[Source records]
###
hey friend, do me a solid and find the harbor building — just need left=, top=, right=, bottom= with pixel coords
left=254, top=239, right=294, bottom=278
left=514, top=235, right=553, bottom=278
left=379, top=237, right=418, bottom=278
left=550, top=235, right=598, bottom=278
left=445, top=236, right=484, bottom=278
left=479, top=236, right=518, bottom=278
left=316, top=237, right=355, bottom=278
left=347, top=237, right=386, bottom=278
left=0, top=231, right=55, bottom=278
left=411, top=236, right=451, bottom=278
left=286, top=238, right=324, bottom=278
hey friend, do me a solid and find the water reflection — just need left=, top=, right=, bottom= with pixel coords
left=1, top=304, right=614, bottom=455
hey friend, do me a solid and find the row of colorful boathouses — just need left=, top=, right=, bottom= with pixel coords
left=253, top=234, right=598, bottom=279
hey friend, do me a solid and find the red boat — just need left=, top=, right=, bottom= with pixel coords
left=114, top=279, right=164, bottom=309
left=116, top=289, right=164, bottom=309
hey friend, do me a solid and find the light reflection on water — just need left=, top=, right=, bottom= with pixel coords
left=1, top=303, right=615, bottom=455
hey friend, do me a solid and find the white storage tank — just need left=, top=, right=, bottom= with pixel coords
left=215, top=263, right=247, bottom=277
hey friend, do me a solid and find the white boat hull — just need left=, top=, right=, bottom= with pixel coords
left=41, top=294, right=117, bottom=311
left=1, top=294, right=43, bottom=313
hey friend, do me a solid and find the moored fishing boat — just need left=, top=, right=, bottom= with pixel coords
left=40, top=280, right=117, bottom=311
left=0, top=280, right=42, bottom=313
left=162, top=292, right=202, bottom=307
###
__WHAT IS BEING ASKED__. What is needed is a word-for-word copy of all the entries.

__RESULT FOR THIS TASK__.
hey friend, do me a solid and find the harbor building — just need left=, top=, right=, bottom= with pixel coords
left=254, top=239, right=294, bottom=278
left=514, top=235, right=553, bottom=278
left=379, top=237, right=418, bottom=278
left=550, top=235, right=598, bottom=278
left=445, top=236, right=484, bottom=278
left=479, top=236, right=518, bottom=278
left=316, top=237, right=355, bottom=278
left=347, top=237, right=386, bottom=278
left=0, top=231, right=55, bottom=278
left=411, top=236, right=451, bottom=278
left=286, top=238, right=324, bottom=278
hey friend, do me a solid and find the water reflection — just need left=, top=, right=, bottom= with pixel coords
left=1, top=304, right=614, bottom=455
hey friend, do me a solid and find the row of colorful boathouses — just need left=, top=, right=, bottom= with pixel coords
left=253, top=234, right=598, bottom=279
hey friend, do me a solid and find the red boat — just need left=, top=, right=, bottom= with pixel coords
left=114, top=279, right=164, bottom=309
left=116, top=289, right=164, bottom=309
hey friend, do me a solid and find the light reflection on water — just need left=, top=, right=, bottom= with pixel coords
left=1, top=303, right=615, bottom=455
hey friend, do me a solid and find the white storage tank — just need left=, top=, right=, bottom= with pixel coords
left=215, top=263, right=247, bottom=277
hey friend, do me a solid and find the white boat hull — just need left=, top=, right=, bottom= with pixel coords
left=41, top=294, right=117, bottom=311
left=1, top=294, right=43, bottom=313
hey friend, do me a solid and find the moored fishing boat — just need left=, top=, right=, bottom= with pixel coords
left=40, top=280, right=117, bottom=311
left=0, top=280, right=42, bottom=313
left=162, top=292, right=202, bottom=307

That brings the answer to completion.